• **Records provided**:
--- start ---
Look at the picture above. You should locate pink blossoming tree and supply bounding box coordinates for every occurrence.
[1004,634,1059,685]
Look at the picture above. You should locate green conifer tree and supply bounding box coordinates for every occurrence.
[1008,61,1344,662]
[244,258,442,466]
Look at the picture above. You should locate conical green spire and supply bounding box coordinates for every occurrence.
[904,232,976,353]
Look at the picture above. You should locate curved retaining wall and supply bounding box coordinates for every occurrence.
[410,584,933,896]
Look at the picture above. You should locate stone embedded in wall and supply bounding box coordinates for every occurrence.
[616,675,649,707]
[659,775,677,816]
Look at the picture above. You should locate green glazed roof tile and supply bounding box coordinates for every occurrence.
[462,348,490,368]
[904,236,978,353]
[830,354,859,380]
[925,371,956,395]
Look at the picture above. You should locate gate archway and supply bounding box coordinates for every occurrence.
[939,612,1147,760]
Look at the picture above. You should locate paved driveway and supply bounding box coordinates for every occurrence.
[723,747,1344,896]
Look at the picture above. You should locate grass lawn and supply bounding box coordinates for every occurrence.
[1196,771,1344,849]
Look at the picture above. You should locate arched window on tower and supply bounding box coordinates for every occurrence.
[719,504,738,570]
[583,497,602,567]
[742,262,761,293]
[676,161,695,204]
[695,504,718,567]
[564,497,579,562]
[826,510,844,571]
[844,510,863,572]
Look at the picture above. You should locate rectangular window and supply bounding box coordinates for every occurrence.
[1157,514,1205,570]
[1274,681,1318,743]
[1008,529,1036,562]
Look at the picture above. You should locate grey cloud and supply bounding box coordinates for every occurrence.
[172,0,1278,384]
--- end ---
• **Exercise description**: Retype the records above, word for word, from the line containing "Look at the picture above. You should locate green conifer" through the end of the records.

• **Response to this exercise**:
Look at the picture above. You should locate green conifer tree and supply bounding box coordinates for every occurrence.
[1008,61,1344,662]
[244,258,442,466]
Look at the picture above. You should locate conical green spire and supply bounding box coordinates for every occurrence.
[904,232,976,353]
Look at the picture above. You should locate curved retaining wall and supply bounding box coordinates for every occurrence.
[410,584,933,896]
Look at the picture above. You should locate stone embedded in wall and supply bounding box coordinates for every occurrence.
[616,675,649,707]
[659,775,677,816]
Look at the picture above. You should locate green glazed roof tile and supply bounding box coordinates for every occurrence.
[462,348,490,368]
[904,236,978,353]
[830,354,859,380]
[925,371,956,395]
Look at the picture above. You should locate gate archway and supply bounding box coordinates for every occurrence.
[939,612,1147,760]
Look at the picture above. You should locate paved driveway and supply bounding box coordinates for every occurrence.
[723,747,1344,896]
Look at the picture above. You should locate grass lawn and supply bounding box coordinates for every occurrence.
[1196,771,1344,849]
Look at the picture above. You should locate arched window on tower and supply bounding box coordinates for every occurrence.
[719,504,738,570]
[583,497,602,567]
[742,262,761,293]
[676,161,695,204]
[695,504,718,567]
[564,497,579,562]
[826,510,844,571]
[844,510,863,572]
Look at the picture above. You should locate rectangular window and supply bounding box coordinates for every occurrence.
[1157,514,1205,570]
[1274,681,1318,743]
[1008,529,1036,562]
Look at the picture above. You should locate grey cloud and supply bounding box coordinates for every occurrence.
[172,0,1278,384]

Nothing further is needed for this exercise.